◆ **Selected passage**
######

Immunotherapy Cancer Research Elevated Thanks to New Fluorescent Microscope at Georgetown Lombardi

High-end imaging device with analysis software is one of a few in the country

Linda and Stanley Sher, Michael Atkins
Dr. Michael Atkins (center) with Linda and Stanley Sher of Washington, D.C., in a Georgetown Lombardi research laboratory

In June 2017, Georgetown Lombardi upgraded its oncology research capabilities with the purchase of a Perkin Elmer Vectra 3.0 Automated Quantitative Pathology Imaging System. A $1M gift from Linda and Stanley Sher of Washington, D.C. established the Sher Immunotherapy Initiative Capital Fund to support the purchase of the imaging platform as well as a current-use fund to support training in the use of the new platform and immunotherapy research in general.

"The imaging platform and its image analysis software are able to show us the extent and phenotype of immune cells in the tumor microenvironment and their spatial relationship to the tumor cells," explains Dr. Michael Atkins, deputy director of the Georgetown Lombardi Comprehensive Cancer Center and an internationally recognized authority in cancer immunotherapy, angiogenesis, kidney cancer, and melanoma. "This will provide insights into how specific tumors are evading immune attack, which will guide our tumor immunology and immunotherapy research efforts."

A Grateful Patient
In 2013, Stanley Sher was diagnosed with an aggressive form of melanoma. After several failed treatments and surgeries, he sought treatment at MedStar Georgetown University Hospital where he enrolled in a clinical trial of an immunotherapy combination through Georgetown Lombardi. Within weeks his melanoma began to shrink and within three months he was cancer-free.

The study regimen is now FDA-approved for patients with metastatic melanoma.

Mr. Sher, whose experience at Georgetown Lombardi was recently documented in a video, described his treatment by Dr. Michael Atkins as "almost like magic, especially after all those traumatic surgeries." He wanted to give back to the place that "literally saved my life."

######

◆ **Information supplied**
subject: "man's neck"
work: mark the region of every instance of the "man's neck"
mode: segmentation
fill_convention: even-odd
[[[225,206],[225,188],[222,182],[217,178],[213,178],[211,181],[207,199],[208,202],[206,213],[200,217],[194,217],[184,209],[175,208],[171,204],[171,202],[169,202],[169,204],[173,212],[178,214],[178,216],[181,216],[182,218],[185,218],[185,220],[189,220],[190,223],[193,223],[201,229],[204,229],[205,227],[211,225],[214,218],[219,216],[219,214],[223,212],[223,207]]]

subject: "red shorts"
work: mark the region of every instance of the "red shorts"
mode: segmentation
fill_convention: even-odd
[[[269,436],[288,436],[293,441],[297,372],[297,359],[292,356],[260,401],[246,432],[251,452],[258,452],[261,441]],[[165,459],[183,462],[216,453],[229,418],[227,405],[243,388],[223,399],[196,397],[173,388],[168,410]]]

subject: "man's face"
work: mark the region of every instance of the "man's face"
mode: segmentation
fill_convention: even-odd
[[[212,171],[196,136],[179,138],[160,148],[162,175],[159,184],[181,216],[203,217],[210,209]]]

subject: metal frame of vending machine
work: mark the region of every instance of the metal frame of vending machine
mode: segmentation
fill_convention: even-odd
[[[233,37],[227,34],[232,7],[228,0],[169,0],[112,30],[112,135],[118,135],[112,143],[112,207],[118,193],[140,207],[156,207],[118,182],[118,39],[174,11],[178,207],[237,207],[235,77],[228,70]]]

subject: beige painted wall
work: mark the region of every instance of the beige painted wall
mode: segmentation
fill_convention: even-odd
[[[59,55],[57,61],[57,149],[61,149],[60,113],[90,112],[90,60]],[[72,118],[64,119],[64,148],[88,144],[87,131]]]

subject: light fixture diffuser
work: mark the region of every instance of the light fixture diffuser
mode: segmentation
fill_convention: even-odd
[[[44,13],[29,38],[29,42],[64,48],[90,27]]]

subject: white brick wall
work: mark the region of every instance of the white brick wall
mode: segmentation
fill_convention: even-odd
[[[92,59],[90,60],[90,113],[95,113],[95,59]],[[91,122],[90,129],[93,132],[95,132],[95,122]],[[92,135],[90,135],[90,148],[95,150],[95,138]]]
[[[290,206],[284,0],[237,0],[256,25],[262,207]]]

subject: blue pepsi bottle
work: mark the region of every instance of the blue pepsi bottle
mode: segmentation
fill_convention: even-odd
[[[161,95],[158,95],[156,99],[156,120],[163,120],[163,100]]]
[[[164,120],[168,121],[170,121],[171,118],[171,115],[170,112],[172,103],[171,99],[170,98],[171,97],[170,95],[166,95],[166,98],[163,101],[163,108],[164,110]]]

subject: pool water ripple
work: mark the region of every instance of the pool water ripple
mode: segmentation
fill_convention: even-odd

######

◆ **What to produce**
Please answer these questions using the article about the new microscope at Georgetown Lombardi:
1. Which imaging system did Georgetown Lombardi purchase in June 2017?
2. In what year was Stanley Sher diagnosed with melanoma?
3. What is Dr. Michael Atkins's position at the Georgetown Lombardi Comprehensive Cancer Center?

◆ **Written reply**
1. A Perkin Elmer Vectra 3.0 Automated Quantitative Pathology Imaging System.
2. 2013.
3. Deputy director.